→ **TASK TO CARRY OUT**:
Reproduce, exactly, the lines of the material below from the line containing "Target: arched window on tower" through the line containing "Target: building facade", with both end lines included and nothing else.

:::

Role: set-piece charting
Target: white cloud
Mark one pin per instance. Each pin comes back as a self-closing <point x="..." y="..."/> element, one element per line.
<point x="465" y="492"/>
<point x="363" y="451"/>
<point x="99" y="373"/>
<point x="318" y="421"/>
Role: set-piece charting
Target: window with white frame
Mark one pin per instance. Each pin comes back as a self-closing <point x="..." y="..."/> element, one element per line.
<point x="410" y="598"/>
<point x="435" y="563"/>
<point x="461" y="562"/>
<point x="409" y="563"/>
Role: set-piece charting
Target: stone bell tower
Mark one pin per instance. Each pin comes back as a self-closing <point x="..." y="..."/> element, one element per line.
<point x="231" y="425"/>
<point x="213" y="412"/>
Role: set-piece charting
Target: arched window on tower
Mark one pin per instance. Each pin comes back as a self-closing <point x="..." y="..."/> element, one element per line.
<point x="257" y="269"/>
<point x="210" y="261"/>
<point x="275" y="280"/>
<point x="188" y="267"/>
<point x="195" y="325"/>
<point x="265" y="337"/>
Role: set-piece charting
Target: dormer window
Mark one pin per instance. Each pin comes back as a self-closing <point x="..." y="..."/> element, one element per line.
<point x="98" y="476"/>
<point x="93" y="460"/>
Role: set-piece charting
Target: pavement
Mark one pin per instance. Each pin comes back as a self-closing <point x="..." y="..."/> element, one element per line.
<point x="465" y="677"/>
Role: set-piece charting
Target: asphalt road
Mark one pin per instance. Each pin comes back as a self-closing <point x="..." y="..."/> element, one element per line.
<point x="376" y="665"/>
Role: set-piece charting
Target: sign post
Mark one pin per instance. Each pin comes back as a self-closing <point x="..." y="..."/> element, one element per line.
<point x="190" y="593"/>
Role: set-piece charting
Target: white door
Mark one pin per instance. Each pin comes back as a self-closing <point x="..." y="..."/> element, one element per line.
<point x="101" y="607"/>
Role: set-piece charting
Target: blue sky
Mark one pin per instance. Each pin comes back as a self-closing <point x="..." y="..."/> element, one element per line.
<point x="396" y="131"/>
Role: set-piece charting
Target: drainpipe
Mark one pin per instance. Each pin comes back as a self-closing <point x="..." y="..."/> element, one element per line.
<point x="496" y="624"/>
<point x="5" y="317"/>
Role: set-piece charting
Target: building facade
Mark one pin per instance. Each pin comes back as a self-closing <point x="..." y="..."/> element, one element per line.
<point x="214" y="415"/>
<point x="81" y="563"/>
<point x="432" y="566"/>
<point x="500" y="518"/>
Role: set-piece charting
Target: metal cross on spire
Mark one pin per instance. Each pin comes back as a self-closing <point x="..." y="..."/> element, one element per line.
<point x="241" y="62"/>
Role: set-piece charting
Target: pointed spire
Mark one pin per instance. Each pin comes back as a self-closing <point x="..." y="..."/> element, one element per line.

:::

→ **RESPONSE AREA**:
Target: arched window on tower
Mark one pin per instance. Each pin comes back as a self-closing <point x="..." y="..."/> element, one element per line.
<point x="257" y="269"/>
<point x="210" y="261"/>
<point x="275" y="280"/>
<point x="188" y="267"/>
<point x="195" y="325"/>
<point x="265" y="337"/>
Role: set-piece charting
Target: dormer window
Mark one pin per instance. Each pin comes back as a self-closing <point x="..." y="..."/> element, one element per line.
<point x="98" y="476"/>
<point x="93" y="460"/>
Role: set-piece charting
Target: pavement
Mark one pin per instance. Each pin comes back as a self-closing <point x="..." y="..."/> element, one element per line.
<point x="465" y="677"/>
Role: set-piece charting
Target: asphalt road
Mark one pin per instance. Each pin comes back as a self-closing <point x="..." y="..."/> element, one element per line.
<point x="376" y="665"/>
Role: set-piece charting
Target: sign post
Mark one pin per instance. Each pin comes back as a self-closing <point x="..." y="..."/> element, one element per line.
<point x="190" y="593"/>
Role: set-piece charting
Target: white door
Mark one pin per instance. Each pin comes back as a self-closing <point x="..." y="..."/> element, one element per line.
<point x="101" y="607"/>
Role: set-piece charting
Target: blue sky
Mark one pin per instance. Each pin comes back as a self-closing <point x="..." y="..."/> element, one element per line.
<point x="396" y="131"/>
Role: set-piece charting
Target: drainpipe
Mark one pin per instance. Each pin comes back as a self-closing <point x="..." y="..."/> element, one element per line.
<point x="496" y="624"/>
<point x="5" y="317"/>
Role: set-piece charting
Target: building facade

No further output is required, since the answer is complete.